§ **TASK DETAILS**
Lay out the lines from the very first one through the line that contains "[(91, 377), (309, 373), (458, 457), (704, 426)]", including that line, as a Markdown table with two columns: Row for the row number and Line for the line itself. Skip blank lines and leave the pictures out.

§ **SOURCE DATA**
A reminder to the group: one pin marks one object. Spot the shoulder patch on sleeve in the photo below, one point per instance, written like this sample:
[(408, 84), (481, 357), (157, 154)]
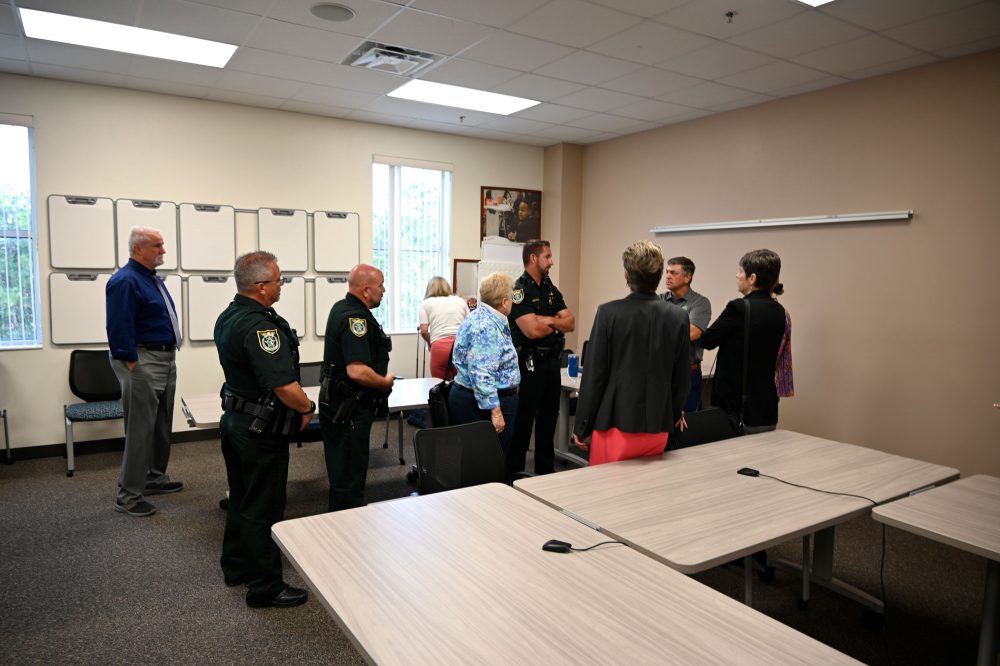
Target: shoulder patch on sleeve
[(359, 326), (269, 340)]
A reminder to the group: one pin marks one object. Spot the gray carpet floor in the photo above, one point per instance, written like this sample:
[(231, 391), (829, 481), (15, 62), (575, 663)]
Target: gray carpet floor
[(84, 584)]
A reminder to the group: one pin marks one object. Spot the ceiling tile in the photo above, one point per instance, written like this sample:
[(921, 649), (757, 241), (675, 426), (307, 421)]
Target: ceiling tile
[(588, 68), (515, 125), (890, 13), (333, 96), (802, 33), (243, 98), (895, 66), (301, 41), (478, 75), (358, 78), (77, 74), (652, 110), (81, 57), (537, 87), (650, 82), (606, 122), (573, 23), (650, 43), (427, 32), (11, 46), (708, 17), (645, 8), (177, 72), (480, 11), (202, 21), (773, 76), (257, 85), (114, 11), (971, 24), (851, 56), (14, 66), (596, 99), (552, 113), (741, 103), (269, 63), (705, 95), (368, 15), (516, 51), (715, 61), (826, 82), (316, 109), (167, 87)]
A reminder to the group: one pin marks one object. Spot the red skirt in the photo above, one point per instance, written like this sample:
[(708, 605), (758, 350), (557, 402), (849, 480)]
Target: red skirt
[(614, 445)]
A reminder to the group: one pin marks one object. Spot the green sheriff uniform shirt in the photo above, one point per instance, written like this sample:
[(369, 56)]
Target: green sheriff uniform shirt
[(257, 348), (353, 335), (539, 299)]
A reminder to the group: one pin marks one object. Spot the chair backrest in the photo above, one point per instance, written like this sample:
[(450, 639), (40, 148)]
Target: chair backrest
[(91, 377), (309, 373), (458, 457), (704, 426)]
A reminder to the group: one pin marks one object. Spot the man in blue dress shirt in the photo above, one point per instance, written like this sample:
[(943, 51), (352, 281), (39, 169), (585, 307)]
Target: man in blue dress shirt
[(143, 335)]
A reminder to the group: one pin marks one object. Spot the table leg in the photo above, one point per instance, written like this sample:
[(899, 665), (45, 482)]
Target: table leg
[(988, 629)]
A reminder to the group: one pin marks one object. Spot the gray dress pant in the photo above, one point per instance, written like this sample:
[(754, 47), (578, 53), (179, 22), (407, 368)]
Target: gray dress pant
[(148, 403)]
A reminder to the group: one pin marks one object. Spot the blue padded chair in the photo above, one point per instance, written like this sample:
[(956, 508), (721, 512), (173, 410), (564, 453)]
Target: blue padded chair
[(91, 379)]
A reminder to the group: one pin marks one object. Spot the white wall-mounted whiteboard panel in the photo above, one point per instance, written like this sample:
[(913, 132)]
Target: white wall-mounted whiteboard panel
[(76, 308), (283, 232), (336, 241), (208, 237), (292, 305), (81, 232), (328, 291), (208, 296), (161, 215)]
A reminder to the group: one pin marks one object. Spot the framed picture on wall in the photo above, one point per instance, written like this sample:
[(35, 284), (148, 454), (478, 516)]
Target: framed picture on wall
[(510, 213)]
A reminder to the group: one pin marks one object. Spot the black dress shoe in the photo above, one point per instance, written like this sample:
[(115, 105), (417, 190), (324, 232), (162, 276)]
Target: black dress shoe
[(288, 597)]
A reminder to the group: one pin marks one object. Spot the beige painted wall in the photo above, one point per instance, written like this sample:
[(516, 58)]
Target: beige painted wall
[(92, 140), (895, 324)]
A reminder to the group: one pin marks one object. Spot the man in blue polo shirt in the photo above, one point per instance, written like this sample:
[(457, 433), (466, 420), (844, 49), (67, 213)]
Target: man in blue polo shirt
[(143, 335)]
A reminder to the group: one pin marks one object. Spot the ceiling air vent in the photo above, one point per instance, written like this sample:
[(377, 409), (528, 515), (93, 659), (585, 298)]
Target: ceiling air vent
[(391, 59)]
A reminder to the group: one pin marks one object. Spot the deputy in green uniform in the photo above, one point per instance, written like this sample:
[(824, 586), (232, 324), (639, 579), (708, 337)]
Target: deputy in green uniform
[(355, 376), (263, 402), (539, 319)]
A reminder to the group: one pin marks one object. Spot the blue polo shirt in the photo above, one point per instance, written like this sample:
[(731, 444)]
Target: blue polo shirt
[(135, 311)]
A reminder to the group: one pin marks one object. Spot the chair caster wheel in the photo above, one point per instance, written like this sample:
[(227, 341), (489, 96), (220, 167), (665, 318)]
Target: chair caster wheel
[(873, 621)]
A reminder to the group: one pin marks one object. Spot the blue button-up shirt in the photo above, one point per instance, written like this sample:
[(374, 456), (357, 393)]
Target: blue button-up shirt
[(484, 356), (136, 312)]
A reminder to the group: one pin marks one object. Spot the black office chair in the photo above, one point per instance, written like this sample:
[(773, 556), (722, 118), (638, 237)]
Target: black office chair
[(91, 379), (309, 376), (704, 426), (458, 457)]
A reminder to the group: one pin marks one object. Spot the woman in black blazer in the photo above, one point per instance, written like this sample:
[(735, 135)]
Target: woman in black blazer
[(638, 375), (757, 279)]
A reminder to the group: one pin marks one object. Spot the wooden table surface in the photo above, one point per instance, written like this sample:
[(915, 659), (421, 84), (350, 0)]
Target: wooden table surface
[(461, 578), (691, 510), (964, 514)]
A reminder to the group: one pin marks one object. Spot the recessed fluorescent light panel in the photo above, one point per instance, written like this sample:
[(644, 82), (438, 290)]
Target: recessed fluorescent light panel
[(462, 98), (124, 38)]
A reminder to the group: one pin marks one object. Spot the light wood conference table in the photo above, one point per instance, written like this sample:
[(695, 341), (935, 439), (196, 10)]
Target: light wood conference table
[(964, 514), (692, 511), (460, 578), (205, 410)]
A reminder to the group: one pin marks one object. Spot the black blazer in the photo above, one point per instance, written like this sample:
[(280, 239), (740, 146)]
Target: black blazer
[(638, 373), (767, 326)]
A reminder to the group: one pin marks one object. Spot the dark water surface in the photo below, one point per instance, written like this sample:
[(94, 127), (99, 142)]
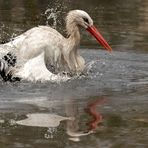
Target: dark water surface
[(115, 89)]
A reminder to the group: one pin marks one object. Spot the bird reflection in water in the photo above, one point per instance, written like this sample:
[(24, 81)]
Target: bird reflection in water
[(92, 110), (73, 129)]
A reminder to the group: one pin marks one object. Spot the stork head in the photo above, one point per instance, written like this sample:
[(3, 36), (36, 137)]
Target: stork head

§ **WORKED ANSWER**
| Row | Line |
|---|---|
| 1 | A reminder to the group: one pin marks one object. Spot the shoulder patch on sleeve in the photo below, one point per instance, written like this sample: |
| 2 | [(408, 84), (481, 357), (157, 154)] |
| 3 | Target: shoulder patch on sleeve |
| 4 | [(359, 326), (269, 340)] |
| 5 | A reminder to the group: one pin marks one object. Spot the gray carpet floor in the photo above, one point per instance, written like this sample: |
| 6 | [(231, 391), (829, 481), (15, 62), (575, 663)] |
| 7 | Target: gray carpet floor |
| 8 | [(84, 584)] |
| 9 | A reminder to the group: one pin marks one object. Spot the ceiling tile in the photo above, one point per instance, written like this sample: |
| 10 | [(921, 649), (757, 241), (675, 426), (307, 421)] |
| 11 | Target: ceiling tile |
| 12 | [(588, 68), (515, 125), (890, 13), (333, 96), (802, 33), (243, 98), (895, 66), (301, 41), (478, 75), (358, 78), (77, 74), (652, 110), (81, 57), (537, 87), (650, 82), (606, 122), (573, 23), (650, 43), (427, 32), (11, 46), (708, 17), (645, 8), (177, 72), (480, 11), (202, 21), (773, 76), (257, 85), (114, 11), (971, 24), (851, 56), (14, 66), (596, 99), (552, 113), (741, 103), (269, 63), (705, 95), (368, 15), (516, 51), (715, 61), (826, 82), (316, 109), (167, 87)] |
| 13 | A reminder to the group: one pin marks one object. Spot the red skirt in the photo above, one point per instance, written like this sample: |
| 14 | [(708, 605), (758, 350), (557, 402), (849, 480)] |
| 15 | Target: red skirt |
| 16 | [(614, 445)] |
| 17 | A reminder to the group: one pin marks one object. Spot the green sheriff uniform shirt in the photo above, one point per instance, written like this sample: |
| 18 | [(369, 56)] |
| 19 | Target: green sheriff uniform shirt |
| 20 | [(257, 348), (353, 335), (539, 299)] |
| 21 | A reminder to the group: one pin marks one object. Spot the chair backrest in the photo above, one point per instance, written like this sample: |
| 22 | [(450, 639), (40, 148)] |
| 23 | Target: chair backrest |
| 24 | [(91, 377), (309, 373), (458, 457), (704, 426)] |